Write out every line of all the entries below, requests included, and multiply each coordinate in the answer points by 0.55, rounding to whole numbers with halves rounded up. Keep the numbers in the requests and their sample points unchanged, and leave the pictures out.
--- --- ---
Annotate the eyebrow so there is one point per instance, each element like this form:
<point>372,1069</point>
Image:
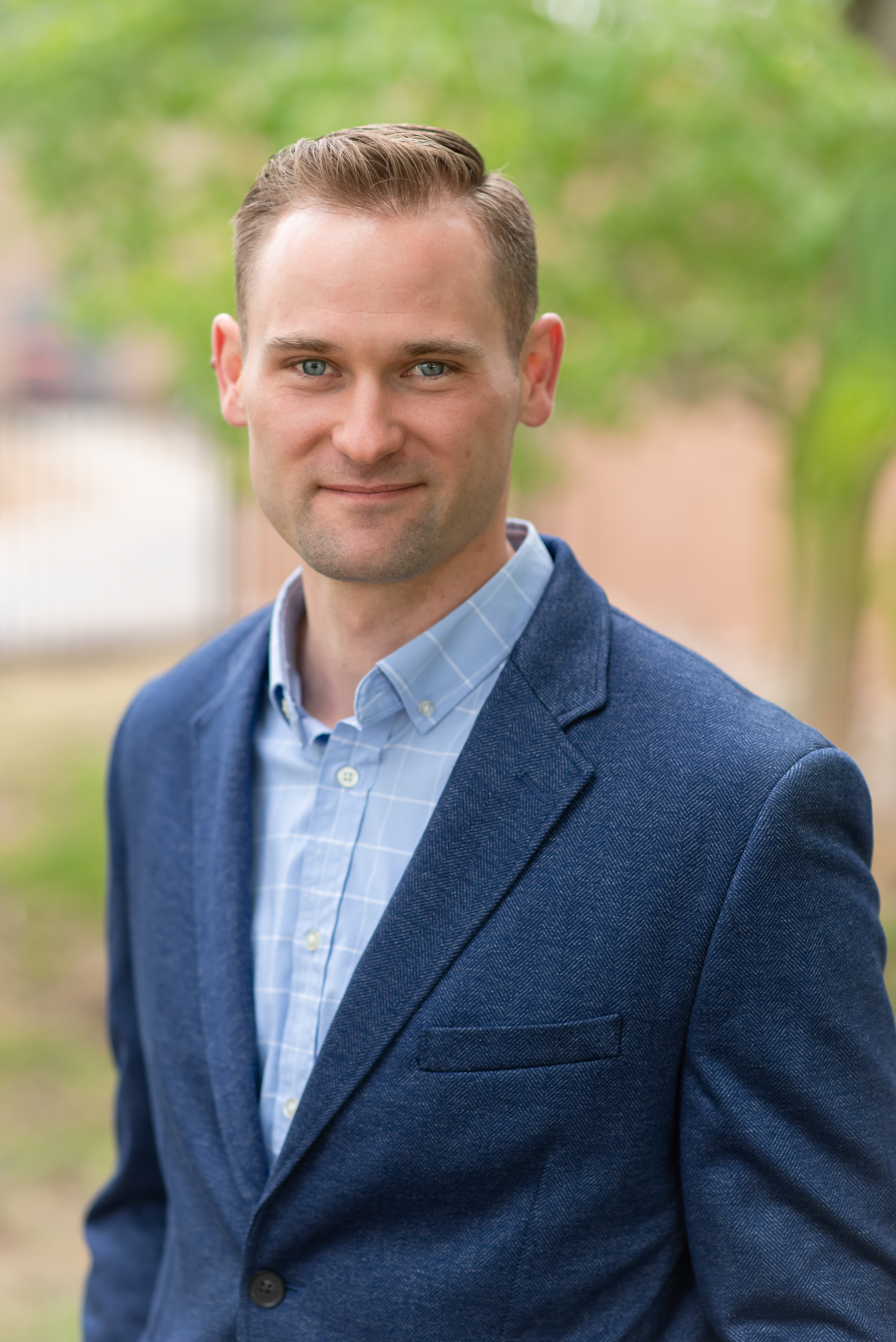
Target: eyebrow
<point>300,344</point>
<point>416,350</point>
<point>461,350</point>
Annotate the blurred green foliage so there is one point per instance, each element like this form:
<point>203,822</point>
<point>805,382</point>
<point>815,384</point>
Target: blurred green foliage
<point>691,163</point>
<point>57,862</point>
<point>694,166</point>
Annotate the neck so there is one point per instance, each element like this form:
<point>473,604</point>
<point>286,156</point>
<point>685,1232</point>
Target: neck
<point>348,627</point>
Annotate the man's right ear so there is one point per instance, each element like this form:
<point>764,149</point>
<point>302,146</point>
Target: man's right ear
<point>227,362</point>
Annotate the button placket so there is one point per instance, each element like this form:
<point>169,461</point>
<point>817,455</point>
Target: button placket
<point>337,815</point>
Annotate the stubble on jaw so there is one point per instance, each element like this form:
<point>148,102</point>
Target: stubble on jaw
<point>406,551</point>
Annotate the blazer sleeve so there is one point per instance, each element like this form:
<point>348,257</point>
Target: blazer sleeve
<point>788,1133</point>
<point>127,1223</point>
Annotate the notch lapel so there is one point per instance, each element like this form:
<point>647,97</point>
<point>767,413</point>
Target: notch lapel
<point>513,782</point>
<point>222,758</point>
--- --- ---
• **ANSWER**
Annotate the eyebrow so there is one point per instance, each element like this form:
<point>372,1069</point>
Image:
Target: eyebrow
<point>165,189</point>
<point>229,193</point>
<point>254,193</point>
Annotate the blurred green foliage so there is one point per instance, each element like this form:
<point>203,822</point>
<point>805,382</point>
<point>815,384</point>
Target: blurred green foliage
<point>380,90</point>
<point>31,474</point>
<point>382,91</point>
Annotate the neck so there is one point per instance, each element like this form:
<point>473,604</point>
<point>286,156</point>
<point>685,1232</point>
Target: neck
<point>191,345</point>
Annotate the man's right ear so there is one point per instance, each element like this form:
<point>764,149</point>
<point>302,146</point>
Target: man's right ear
<point>125,199</point>
Annotate the button placket so there is one point per instance, each element like this form:
<point>169,461</point>
<point>817,455</point>
Target: button placket
<point>185,448</point>
Annotate the stubble on jaw so there is one point per instance, each element like this form:
<point>148,102</point>
Target: stubble on jaw
<point>223,303</point>
Annotate the blazer sleeve so there is one point per instance, each element like this form:
<point>348,257</point>
Target: blazer sleeve
<point>433,623</point>
<point>70,673</point>
Annotate the notch lapel so there is one point per instance, each element like this form:
<point>647,97</point>
<point>767,413</point>
Target: notch lapel
<point>282,430</point>
<point>122,417</point>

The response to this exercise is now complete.